─── Selected passage
Don’t you think that genotoxicity is less understood or less used concept India?

Although few private toxicology centres like INTOX, Advinus, Jai Research Foundation have been involved in safety assessment of pharmaceuticals, agrochemical and other chemicals for last two decades, by Government of India undertook the initiative to create such facility very recently. Departnemtn of Science and Technology (DST) and Indian Council for Medical research (ICMR) have recently established a National Centre in Mumbai. One of the major objectives of the Centre is to develop more expertise, manpower and disseminate information regularly on recent developments in the field. But there is need to create trained manpower in this field by offering formal degree courses at University level.

What needs to be done in order to attract more professionals to the field of genotoxicity testing?

The Government, Universities and National Laboratories should take lead and start formal training courses in this extremely relevant area to meet the challenges of the 21st century. While the need for regulatory safety testing is becoming increasingly obvious, the growing demand for adequate, trained personnel is not being met. There is big shortage of trained manpower in this field. The lack of trained personnel in this field is hurting the industry.

Government in collaboration with National Laboratories and GLP certified CROs should start training courses in toxicology.

How credible are the Indian genotoxicity testing organisations in the global arena?

International guidelines of genotoxicity are changing very fast. Good Laboratory Practice is mandatory Standard for Laboratories for global acceptance of the work.

More and more CROs are coming in India and work carried out in their laboratories is of international standard.

You are the first Indian scientist who has been recognised and certified by European Society of Toxicology. What is so challenging in getting such recognition?

The last decade witnessed the Herculean task of innovating new drugs by Indian pharma industry in line with global players. Safety assessment of the drugs in laboratory animals is mandatory.

Such toxicity studies are carried out by laboratory certified for GLP is mandatory and evaluated by scientist of DABT or European Registered Toxicologists (ERT) status is desirable.

While the majority of certified toxicologists reside in the USA, approximately six percent of American Board of Toxicology (ABT) diplomats are found in other countries (Canada, Europe, Japan etc).

There are number of benefits of certification of toxicologist to society and to the individual. The DABT/ERT certification process is recognized worldwide, thus providing consistent international standard of competence and expertise on toxicology issues. Toxicologists certified by US (DABT) and Europe (ERT) can be trusted to be competent globally. Certification enhances credibility in consulting and testimony. DABT/ERT certification is considered as global standard for competence in toxicology.
──────
─── Supplied entries
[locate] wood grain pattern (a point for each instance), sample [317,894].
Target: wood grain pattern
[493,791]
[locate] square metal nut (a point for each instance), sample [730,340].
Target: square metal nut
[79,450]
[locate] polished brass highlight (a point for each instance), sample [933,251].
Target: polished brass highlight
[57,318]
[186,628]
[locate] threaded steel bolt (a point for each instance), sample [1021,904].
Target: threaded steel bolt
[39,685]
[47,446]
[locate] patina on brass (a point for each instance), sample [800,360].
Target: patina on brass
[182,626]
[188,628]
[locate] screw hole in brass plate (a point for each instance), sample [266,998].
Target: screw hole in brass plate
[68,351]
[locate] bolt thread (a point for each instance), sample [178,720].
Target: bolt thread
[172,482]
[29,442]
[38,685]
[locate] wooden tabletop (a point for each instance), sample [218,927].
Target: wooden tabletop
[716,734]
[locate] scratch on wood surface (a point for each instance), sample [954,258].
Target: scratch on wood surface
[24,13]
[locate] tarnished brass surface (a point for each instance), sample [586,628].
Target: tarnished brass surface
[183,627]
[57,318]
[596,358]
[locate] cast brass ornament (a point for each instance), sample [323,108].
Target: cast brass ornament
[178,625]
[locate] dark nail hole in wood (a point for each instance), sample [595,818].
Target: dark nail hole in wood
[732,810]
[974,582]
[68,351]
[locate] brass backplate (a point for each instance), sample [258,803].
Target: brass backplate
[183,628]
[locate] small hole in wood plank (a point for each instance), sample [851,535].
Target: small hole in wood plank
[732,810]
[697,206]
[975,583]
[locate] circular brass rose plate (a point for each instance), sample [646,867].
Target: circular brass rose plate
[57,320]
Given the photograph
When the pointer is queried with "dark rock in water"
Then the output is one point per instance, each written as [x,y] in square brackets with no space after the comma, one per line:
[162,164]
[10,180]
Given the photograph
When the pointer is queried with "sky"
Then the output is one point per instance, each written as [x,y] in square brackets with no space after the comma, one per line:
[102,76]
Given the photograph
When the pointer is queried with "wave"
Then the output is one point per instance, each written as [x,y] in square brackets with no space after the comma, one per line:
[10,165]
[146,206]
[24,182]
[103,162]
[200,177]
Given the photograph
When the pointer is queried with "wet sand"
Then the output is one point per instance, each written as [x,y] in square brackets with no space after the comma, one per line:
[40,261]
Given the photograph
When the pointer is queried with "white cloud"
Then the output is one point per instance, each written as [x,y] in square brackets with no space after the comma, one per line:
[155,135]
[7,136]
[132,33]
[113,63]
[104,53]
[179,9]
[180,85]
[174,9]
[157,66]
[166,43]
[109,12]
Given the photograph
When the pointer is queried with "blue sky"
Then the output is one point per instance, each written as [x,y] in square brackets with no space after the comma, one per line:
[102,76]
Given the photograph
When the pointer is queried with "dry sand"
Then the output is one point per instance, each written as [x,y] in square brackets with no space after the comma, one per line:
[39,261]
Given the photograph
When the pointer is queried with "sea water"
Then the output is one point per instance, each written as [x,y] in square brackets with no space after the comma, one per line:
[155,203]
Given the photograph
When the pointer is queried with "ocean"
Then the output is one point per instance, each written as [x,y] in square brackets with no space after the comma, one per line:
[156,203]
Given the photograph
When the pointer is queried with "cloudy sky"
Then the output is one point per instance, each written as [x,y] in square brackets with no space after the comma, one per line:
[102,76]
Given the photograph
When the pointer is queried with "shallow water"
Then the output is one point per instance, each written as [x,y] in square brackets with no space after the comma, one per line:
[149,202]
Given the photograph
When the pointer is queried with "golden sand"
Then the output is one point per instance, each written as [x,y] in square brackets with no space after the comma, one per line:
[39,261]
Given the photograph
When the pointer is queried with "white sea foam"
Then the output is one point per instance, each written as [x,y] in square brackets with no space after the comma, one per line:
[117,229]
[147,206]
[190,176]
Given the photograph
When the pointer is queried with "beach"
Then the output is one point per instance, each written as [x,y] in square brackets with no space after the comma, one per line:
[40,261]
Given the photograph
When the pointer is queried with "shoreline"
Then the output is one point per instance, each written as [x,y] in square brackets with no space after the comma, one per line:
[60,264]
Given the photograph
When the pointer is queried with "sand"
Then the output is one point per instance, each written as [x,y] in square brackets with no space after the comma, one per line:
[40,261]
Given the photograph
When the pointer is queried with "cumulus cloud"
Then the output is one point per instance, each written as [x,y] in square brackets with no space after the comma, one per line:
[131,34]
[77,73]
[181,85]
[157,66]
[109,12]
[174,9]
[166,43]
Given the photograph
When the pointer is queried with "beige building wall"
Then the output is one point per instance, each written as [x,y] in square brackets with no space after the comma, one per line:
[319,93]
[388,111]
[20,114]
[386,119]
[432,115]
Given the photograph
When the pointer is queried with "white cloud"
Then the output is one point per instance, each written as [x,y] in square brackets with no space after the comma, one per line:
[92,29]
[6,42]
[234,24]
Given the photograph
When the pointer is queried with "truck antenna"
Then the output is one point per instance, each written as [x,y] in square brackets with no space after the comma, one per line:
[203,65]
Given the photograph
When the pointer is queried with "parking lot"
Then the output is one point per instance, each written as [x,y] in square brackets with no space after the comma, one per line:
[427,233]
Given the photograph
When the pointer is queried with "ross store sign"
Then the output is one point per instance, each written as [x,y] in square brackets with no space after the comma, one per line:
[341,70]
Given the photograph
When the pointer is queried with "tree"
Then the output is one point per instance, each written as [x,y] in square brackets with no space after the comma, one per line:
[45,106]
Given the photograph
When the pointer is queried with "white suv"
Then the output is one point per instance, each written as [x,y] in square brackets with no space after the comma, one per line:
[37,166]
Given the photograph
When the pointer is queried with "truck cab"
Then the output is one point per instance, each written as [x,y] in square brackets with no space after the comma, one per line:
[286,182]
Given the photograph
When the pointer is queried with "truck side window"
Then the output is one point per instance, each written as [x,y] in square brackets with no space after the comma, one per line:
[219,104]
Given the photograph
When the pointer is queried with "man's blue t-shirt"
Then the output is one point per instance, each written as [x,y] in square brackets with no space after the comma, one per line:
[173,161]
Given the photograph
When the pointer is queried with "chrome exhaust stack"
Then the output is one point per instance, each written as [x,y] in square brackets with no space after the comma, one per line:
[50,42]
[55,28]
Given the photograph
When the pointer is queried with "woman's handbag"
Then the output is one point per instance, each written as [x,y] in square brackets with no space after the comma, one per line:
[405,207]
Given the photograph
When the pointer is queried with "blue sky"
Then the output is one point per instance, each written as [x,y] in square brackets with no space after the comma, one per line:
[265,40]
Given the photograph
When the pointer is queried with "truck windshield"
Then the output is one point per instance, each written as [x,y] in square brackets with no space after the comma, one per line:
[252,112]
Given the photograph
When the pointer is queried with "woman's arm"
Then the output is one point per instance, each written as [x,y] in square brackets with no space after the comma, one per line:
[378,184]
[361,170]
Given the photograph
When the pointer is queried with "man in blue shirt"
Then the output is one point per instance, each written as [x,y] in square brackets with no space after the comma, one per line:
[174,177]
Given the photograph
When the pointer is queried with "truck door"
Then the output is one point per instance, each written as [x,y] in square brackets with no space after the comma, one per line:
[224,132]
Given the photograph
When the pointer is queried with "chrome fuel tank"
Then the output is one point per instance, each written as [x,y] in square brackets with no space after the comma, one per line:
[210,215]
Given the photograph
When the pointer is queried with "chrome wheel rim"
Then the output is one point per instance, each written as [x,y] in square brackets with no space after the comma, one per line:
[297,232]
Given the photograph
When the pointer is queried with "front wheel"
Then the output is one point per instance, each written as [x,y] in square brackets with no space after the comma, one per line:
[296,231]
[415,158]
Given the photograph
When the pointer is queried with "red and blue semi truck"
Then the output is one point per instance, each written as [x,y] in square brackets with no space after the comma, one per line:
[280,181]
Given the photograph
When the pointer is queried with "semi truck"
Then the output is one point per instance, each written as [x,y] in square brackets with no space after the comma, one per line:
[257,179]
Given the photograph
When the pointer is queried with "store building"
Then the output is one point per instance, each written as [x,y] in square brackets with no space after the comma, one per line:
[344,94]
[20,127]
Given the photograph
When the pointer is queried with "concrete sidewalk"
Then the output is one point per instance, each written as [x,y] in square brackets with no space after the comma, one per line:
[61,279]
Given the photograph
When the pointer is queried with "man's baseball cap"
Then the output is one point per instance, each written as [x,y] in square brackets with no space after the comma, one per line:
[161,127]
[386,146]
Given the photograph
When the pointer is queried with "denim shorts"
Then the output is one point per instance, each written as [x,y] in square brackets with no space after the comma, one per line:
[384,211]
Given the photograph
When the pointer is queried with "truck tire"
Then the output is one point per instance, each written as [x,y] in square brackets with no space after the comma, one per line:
──────
## What is expected:
In the interview on genotoxicity testing, recast the paragraph beginning "There are number of benefits" as a short bulleted list that keeps its main facts.

## Problem solution:
- Certification of toxicologists benefits both society and the individual.
- The DABT/ERT certification process is recognized worldwide and sets a consistent international standard of competence and expertise in toxicology.
- Toxicologists certified in the US (DABT) and Europe (ERT) can be trusted as competent globally.
- Certification enhances credibility in consulting and testimony.
- DABT/ERT certification is regarded as the global standard for competence in toxicology.